--- Task objective ---
Set down again exactly the lines of the listing below that fall between the line holding "Target: black pants" and the line holding "like point(281, 193).", inclusive.
___ Data shown ___
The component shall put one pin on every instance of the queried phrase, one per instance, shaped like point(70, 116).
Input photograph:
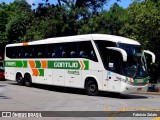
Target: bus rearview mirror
point(152, 54)
point(123, 52)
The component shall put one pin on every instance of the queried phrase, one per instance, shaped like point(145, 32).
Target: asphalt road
point(51, 98)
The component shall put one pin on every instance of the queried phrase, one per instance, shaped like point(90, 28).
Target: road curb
point(150, 93)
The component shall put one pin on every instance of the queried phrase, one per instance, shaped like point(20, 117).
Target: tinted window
point(57, 50)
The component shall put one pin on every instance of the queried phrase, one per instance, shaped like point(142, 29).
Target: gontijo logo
point(78, 65)
point(38, 66)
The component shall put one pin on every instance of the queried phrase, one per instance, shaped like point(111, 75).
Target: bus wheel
point(27, 80)
point(19, 79)
point(91, 88)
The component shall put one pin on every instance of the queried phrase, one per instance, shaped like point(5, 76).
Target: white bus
point(94, 62)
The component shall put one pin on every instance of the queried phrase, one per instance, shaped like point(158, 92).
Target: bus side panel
point(58, 77)
point(29, 71)
point(73, 78)
point(93, 74)
point(44, 77)
point(10, 73)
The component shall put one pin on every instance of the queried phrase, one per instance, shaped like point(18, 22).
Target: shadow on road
point(82, 91)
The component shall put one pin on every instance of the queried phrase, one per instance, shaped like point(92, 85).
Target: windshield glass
point(135, 66)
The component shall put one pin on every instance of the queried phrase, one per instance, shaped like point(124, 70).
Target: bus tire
point(91, 88)
point(27, 80)
point(19, 79)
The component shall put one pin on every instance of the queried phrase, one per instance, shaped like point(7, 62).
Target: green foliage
point(140, 21)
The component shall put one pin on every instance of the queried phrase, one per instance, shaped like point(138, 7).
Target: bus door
point(73, 78)
point(113, 71)
point(58, 77)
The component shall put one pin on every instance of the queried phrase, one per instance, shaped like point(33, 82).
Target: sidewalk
point(151, 91)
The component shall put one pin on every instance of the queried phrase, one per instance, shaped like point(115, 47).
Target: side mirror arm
point(152, 54)
point(123, 52)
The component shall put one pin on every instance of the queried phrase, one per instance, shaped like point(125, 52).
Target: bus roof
point(86, 37)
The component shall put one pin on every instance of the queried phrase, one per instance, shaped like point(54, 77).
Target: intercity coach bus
point(94, 62)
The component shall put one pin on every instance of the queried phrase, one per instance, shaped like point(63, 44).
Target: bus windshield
point(135, 66)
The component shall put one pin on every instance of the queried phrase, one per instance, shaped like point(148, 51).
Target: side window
point(114, 61)
point(86, 50)
point(68, 50)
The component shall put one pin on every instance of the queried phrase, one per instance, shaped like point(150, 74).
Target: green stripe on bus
point(86, 63)
point(13, 63)
point(41, 72)
point(38, 64)
point(67, 65)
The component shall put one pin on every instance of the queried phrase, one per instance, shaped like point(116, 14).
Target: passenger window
point(86, 50)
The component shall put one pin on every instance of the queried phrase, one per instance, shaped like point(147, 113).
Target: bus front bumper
point(128, 89)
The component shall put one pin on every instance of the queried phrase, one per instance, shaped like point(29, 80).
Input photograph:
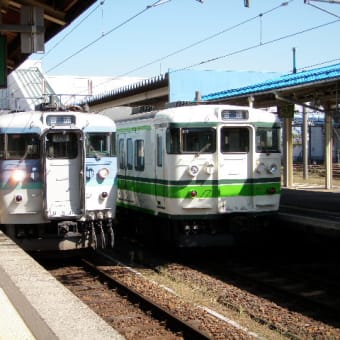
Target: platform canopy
point(50, 17)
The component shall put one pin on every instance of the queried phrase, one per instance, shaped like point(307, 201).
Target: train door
point(160, 169)
point(235, 167)
point(64, 180)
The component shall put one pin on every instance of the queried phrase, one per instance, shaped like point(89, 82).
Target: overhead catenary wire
point(157, 3)
point(261, 44)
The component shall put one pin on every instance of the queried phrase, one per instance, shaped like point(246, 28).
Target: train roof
point(37, 120)
point(190, 113)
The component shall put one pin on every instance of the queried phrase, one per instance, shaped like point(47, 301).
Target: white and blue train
point(198, 172)
point(58, 179)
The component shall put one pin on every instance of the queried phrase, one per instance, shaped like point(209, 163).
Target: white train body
point(58, 179)
point(194, 164)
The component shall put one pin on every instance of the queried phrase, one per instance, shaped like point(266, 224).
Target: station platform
point(34, 305)
point(312, 207)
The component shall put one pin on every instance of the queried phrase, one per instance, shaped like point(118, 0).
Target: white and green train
point(190, 174)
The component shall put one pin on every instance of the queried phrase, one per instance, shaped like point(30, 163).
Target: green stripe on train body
point(208, 189)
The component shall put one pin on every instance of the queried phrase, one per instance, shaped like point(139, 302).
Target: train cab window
point(99, 145)
point(268, 139)
point(172, 141)
point(198, 140)
point(129, 154)
point(23, 146)
point(61, 145)
point(234, 139)
point(191, 140)
point(121, 154)
point(139, 155)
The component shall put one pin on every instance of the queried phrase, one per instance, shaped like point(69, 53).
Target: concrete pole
point(328, 148)
point(305, 142)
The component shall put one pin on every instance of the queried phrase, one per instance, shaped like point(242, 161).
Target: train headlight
point(210, 168)
point(108, 214)
point(260, 168)
point(18, 175)
point(193, 193)
point(272, 169)
point(104, 195)
point(18, 198)
point(193, 170)
point(103, 173)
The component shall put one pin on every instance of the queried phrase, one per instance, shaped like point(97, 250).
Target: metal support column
point(288, 153)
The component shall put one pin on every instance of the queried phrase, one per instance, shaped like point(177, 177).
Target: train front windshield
point(100, 144)
point(191, 140)
point(19, 146)
point(268, 139)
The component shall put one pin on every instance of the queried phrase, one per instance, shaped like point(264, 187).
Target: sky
point(146, 38)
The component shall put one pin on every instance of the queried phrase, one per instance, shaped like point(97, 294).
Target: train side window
point(268, 139)
point(121, 153)
point(172, 141)
point(159, 150)
point(98, 145)
point(23, 146)
point(234, 139)
point(139, 155)
point(129, 154)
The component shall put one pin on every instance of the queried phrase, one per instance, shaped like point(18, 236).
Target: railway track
point(138, 308)
point(288, 300)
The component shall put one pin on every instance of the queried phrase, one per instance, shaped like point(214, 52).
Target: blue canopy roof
point(289, 80)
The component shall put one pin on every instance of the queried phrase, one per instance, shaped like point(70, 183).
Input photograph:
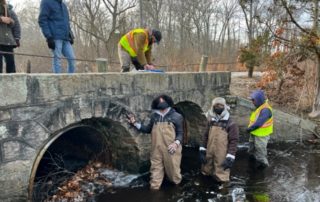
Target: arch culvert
point(65, 154)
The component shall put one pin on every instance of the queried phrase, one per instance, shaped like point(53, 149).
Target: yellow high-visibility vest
point(127, 42)
point(267, 128)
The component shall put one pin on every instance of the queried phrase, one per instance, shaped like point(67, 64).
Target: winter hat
point(220, 100)
point(157, 34)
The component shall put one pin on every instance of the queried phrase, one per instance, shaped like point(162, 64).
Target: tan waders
point(163, 134)
point(216, 154)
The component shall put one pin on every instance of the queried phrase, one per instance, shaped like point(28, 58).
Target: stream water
point(293, 176)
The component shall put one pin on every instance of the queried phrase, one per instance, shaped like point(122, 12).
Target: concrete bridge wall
point(37, 110)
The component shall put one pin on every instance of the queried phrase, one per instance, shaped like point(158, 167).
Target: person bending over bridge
point(135, 47)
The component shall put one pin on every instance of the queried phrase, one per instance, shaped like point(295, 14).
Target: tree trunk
point(316, 103)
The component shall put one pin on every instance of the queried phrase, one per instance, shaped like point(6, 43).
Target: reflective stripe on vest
point(267, 128)
point(127, 42)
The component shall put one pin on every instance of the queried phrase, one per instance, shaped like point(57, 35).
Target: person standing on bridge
point(219, 145)
point(260, 128)
point(54, 23)
point(10, 33)
point(135, 47)
point(166, 128)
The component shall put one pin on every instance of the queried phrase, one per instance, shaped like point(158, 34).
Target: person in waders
point(260, 128)
point(166, 128)
point(218, 149)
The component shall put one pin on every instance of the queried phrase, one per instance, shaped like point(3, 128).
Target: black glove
point(136, 63)
point(202, 156)
point(227, 163)
point(51, 43)
point(18, 42)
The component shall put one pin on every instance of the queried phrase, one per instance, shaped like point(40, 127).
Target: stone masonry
point(35, 108)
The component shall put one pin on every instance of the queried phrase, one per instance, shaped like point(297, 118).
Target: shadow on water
point(294, 175)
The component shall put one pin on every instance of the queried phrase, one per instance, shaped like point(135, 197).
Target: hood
point(224, 115)
point(258, 97)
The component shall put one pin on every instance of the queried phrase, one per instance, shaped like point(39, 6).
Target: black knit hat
point(157, 34)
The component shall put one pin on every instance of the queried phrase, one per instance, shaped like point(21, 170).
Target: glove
point(148, 67)
point(227, 163)
point(18, 42)
point(51, 43)
point(136, 63)
point(172, 148)
point(202, 155)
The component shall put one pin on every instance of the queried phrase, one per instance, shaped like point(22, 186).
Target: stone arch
point(195, 122)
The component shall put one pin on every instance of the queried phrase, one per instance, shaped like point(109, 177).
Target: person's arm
point(145, 128)
point(205, 136)
point(43, 19)
point(148, 55)
point(233, 139)
point(140, 39)
point(264, 115)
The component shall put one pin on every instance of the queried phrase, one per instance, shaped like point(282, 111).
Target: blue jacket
point(265, 114)
point(54, 19)
point(12, 32)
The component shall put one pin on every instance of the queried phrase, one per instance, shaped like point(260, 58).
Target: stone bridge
point(83, 116)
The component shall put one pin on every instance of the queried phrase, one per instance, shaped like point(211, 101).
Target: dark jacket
point(265, 114)
point(54, 19)
point(233, 134)
point(172, 116)
point(9, 33)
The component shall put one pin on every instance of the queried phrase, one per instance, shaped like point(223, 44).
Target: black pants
point(9, 58)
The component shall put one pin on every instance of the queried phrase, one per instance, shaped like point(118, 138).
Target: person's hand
point(227, 163)
point(202, 155)
point(18, 42)
point(131, 119)
point(149, 67)
point(6, 20)
point(136, 63)
point(51, 44)
point(172, 148)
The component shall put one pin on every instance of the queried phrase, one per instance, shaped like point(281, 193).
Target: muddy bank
point(294, 175)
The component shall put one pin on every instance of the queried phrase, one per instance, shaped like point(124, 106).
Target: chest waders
point(216, 153)
point(162, 162)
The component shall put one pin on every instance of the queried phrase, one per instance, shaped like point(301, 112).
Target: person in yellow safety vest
point(135, 47)
point(260, 128)
point(166, 128)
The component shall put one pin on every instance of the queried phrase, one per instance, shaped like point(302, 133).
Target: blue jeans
point(63, 48)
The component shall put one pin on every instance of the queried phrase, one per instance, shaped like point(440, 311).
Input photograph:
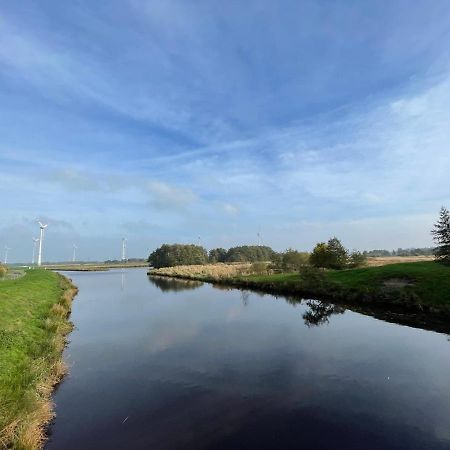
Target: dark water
point(162, 364)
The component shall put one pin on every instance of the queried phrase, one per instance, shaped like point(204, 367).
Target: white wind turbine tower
point(35, 240)
point(6, 253)
point(42, 227)
point(124, 248)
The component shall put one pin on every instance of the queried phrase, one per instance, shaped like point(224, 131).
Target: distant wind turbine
point(6, 253)
point(42, 227)
point(35, 240)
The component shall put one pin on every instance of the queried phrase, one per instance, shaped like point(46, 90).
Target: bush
point(357, 259)
point(331, 255)
point(294, 260)
point(259, 268)
point(217, 255)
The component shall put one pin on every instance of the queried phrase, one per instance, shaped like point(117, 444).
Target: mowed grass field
point(429, 280)
point(34, 313)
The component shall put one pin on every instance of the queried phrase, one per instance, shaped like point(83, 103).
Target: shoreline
point(382, 305)
point(28, 425)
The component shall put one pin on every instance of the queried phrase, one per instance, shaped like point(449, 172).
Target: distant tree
point(169, 255)
point(320, 256)
point(441, 235)
point(294, 260)
point(250, 253)
point(338, 254)
point(357, 259)
point(331, 255)
point(217, 255)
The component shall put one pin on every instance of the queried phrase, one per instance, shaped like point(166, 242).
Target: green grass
point(33, 323)
point(430, 281)
point(427, 284)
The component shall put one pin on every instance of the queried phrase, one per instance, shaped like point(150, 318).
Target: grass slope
point(430, 281)
point(33, 324)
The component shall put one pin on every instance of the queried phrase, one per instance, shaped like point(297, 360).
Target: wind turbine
point(42, 227)
point(124, 248)
point(6, 253)
point(34, 250)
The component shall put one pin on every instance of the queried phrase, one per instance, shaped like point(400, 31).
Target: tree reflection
point(319, 312)
point(244, 297)
point(167, 284)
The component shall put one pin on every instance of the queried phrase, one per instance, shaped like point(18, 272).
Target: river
point(164, 364)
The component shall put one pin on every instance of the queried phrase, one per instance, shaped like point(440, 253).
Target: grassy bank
point(422, 286)
point(34, 313)
point(94, 267)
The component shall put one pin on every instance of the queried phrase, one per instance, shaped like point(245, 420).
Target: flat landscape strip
point(34, 311)
point(421, 286)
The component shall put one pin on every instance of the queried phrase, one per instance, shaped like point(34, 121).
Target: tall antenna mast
point(124, 249)
point(41, 238)
point(6, 254)
point(35, 241)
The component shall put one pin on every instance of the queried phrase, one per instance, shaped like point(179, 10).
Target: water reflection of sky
point(212, 368)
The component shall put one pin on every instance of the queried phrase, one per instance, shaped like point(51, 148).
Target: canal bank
point(169, 364)
point(34, 322)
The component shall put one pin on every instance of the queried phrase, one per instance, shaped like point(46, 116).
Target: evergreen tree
point(441, 235)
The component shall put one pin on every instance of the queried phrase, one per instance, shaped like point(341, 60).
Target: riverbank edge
point(399, 305)
point(30, 431)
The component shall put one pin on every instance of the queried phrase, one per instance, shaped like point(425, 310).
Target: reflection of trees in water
point(167, 284)
point(319, 312)
point(244, 297)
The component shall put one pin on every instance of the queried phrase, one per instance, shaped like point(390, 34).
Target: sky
point(210, 122)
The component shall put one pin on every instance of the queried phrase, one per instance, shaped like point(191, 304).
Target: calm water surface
point(164, 364)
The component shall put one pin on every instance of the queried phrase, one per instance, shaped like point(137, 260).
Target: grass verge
point(34, 321)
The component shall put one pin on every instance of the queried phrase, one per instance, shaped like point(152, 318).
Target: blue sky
point(166, 121)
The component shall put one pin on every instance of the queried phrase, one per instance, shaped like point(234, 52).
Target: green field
point(430, 281)
point(33, 323)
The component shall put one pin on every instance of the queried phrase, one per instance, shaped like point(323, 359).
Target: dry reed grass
point(207, 271)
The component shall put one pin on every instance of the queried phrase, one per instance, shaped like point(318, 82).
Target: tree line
point(169, 255)
point(330, 255)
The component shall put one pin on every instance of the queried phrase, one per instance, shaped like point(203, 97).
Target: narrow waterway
point(165, 364)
___
--- Output of the exercise ---
Target: black pants
point(9, 58)
The component shall put one pin on every instance of the queried phrase, one per instance, shaped like point(118, 138).
Target: person's hand
point(227, 163)
point(202, 155)
point(18, 42)
point(131, 119)
point(149, 67)
point(6, 20)
point(136, 63)
point(51, 44)
point(172, 148)
The component shall put one pin on every instance of the queried phrase, one per instance, shaped like point(281, 193).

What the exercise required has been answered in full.